───── RECORDS TO USE

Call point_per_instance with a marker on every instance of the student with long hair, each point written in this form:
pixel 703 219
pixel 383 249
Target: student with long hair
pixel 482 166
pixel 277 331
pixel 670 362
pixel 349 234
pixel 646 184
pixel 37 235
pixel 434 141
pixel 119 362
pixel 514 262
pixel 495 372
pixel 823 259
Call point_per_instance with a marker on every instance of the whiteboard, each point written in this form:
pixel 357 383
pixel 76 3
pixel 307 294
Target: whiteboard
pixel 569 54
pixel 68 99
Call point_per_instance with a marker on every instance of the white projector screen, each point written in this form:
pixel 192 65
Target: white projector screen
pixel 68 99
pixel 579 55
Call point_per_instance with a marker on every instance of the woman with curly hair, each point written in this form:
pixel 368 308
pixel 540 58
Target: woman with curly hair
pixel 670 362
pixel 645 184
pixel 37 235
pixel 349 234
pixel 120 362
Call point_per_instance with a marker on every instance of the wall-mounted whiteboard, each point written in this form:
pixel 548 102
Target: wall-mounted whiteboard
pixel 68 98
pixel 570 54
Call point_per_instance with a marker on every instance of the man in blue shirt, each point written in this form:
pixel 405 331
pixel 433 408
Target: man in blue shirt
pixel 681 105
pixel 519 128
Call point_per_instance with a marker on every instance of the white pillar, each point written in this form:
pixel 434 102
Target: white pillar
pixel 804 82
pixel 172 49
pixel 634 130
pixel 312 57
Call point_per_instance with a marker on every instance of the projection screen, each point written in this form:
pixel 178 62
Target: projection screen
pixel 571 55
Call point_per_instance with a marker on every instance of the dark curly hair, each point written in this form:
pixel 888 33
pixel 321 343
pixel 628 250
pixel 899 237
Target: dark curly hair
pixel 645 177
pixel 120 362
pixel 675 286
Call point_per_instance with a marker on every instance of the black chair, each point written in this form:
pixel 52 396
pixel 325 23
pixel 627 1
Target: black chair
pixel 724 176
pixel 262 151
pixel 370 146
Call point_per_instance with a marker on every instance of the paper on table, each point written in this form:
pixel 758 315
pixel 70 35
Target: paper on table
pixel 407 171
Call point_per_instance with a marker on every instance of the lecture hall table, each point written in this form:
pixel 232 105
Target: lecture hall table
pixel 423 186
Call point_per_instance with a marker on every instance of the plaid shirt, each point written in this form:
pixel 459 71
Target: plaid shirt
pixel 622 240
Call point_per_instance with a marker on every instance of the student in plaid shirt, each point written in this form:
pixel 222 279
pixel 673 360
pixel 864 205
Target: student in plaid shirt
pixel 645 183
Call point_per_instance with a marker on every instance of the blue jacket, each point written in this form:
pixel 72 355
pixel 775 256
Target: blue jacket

──────────

■ **WHAT THE TASK ASKS**:
Rename "black chair" to "office chair" in the lines starting at the line that has "of the black" and ending after the line that has "pixel 370 146". Output only those lines, with everything else in them left unchanged.

■ **ANSWER TO THIS PROBLEM**:
Call point_per_instance with a marker on every instance of the office chair, each point written in this form:
pixel 52 396
pixel 325 23
pixel 627 1
Target: office chair
pixel 724 176
pixel 262 151
pixel 370 146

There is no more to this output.